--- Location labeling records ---
****************************************

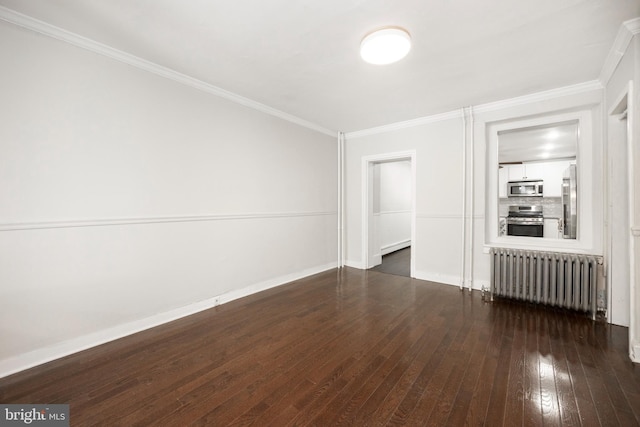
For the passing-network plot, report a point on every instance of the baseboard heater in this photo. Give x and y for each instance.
(572, 281)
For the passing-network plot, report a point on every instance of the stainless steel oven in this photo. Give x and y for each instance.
(532, 188)
(525, 220)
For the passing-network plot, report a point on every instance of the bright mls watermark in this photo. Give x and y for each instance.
(34, 415)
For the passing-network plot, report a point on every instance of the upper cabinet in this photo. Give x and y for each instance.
(549, 172)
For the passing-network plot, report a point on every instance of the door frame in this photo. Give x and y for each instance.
(368, 163)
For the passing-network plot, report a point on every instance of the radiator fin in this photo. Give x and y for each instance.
(551, 278)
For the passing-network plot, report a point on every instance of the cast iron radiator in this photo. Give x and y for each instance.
(571, 281)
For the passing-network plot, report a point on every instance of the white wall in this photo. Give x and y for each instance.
(394, 207)
(437, 149)
(624, 210)
(438, 143)
(127, 199)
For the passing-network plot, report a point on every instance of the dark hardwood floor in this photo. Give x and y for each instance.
(351, 347)
(398, 263)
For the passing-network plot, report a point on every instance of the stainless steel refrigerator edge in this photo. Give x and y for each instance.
(569, 203)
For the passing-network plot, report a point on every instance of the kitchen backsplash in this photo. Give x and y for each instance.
(551, 206)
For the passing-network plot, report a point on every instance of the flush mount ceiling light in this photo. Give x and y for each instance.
(385, 46)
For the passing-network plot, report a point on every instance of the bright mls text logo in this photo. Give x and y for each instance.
(36, 415)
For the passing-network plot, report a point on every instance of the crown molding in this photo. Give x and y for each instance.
(77, 40)
(405, 124)
(539, 96)
(627, 30)
(483, 108)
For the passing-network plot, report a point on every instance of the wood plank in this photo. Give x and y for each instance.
(351, 347)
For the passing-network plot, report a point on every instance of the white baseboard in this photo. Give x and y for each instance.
(355, 264)
(635, 352)
(395, 247)
(39, 356)
(438, 278)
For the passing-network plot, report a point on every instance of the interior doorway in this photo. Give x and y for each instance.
(389, 213)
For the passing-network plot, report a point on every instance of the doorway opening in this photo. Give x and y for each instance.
(389, 213)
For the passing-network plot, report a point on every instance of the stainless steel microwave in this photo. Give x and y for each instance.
(529, 188)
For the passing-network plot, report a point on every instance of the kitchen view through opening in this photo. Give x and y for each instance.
(537, 181)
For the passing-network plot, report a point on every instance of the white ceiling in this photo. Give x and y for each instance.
(540, 143)
(301, 56)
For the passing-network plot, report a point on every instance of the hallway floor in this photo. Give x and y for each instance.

****************************************

--- Written problem ---
Above are records to transcribe exactly; leave their pictures out.

--- Solution to the exercise ---
For the passing-network plot, report a point on every instance of the baseboard heater in this photo. Give x and y for each instance.
(572, 281)
For the passing-network plot, report a point on every instance of the stainless steel oven in this photo. Give x and y for each instance.
(532, 188)
(525, 220)
For the passing-network plot, report a point on every instance of the bright mls watermark in this photo. Give x and y for each instance.
(34, 415)
For the passing-network plot, report a point on every instance of the upper cabinet in this photo. Give x and y for each instance.
(549, 172)
For the passing-network plot, report a point on every instance of the door frame in this photo. Give x and y for each instance.
(368, 163)
For the passing-network plot, report a point on every instance of the radiator fin in this photo. Give x and y for each instance.
(551, 278)
For the passing-network plot, report a point on every instance of the cast iron radiator in this photo. Give x and y for each instance.
(571, 281)
For the passing-network plot, report a point on every instance of the white wall in this photo. Give x and y for each instance.
(394, 207)
(437, 149)
(624, 210)
(438, 143)
(127, 199)
For the passing-network plot, report a point on every instance of the dark hardwood floor in this photo. Give x and y for each instance.
(351, 347)
(398, 263)
For the passing-network plot, report a point on every instance of the stainless steel refrigerator edge in this photo. Give x and y for each instance.
(569, 203)
For the passing-network plot, report a point on every instance of the kitchen backsplash in this photo. Give x and y for each instance.
(551, 206)
For the passing-network plot, report a point on every instance of the flush mount ceiling light in this photo. Give x and y for each instance.
(385, 46)
For the passing-network plot, report a point on every instance of the bright mls text logo in this photo. Give x and y for each instance.
(36, 415)
For the passing-network plot, report a point on every instance of the crown molding in this photo. Give x and y for each instance.
(77, 40)
(405, 124)
(539, 96)
(627, 30)
(483, 108)
For the passing-network plot, report a point on every instance of the wood plank in this photo. Give x and y for each instance.
(351, 347)
For the passing-network plot, report a point on every instance of the white baseboard in this photo. Give x and y for each instance.
(355, 264)
(635, 352)
(395, 247)
(39, 356)
(438, 278)
For the passing-network plot, report a point on every instance of the interior doorway in this photo. Give x and y for each instance.
(389, 213)
For the passing-network plot, report a point on every instance of the doorway opening in this photo. Give x and y for each instance.
(389, 213)
For the passing-network plot, report a point on every instance of the stainless steel microwave in this photo. Give x and y for each instance.
(529, 188)
For the passing-network plot, report a point on every instance of the kitchen view through opening in this photo. Give x and y for each instance.
(537, 181)
For the passing-network plot, report a point on every instance of the white ceiling in this photo. Give x and y for each instance.
(540, 143)
(301, 56)
For the passing-network plot, report a point on every instance of the hallway floor in this photo. Give x and y for each instance.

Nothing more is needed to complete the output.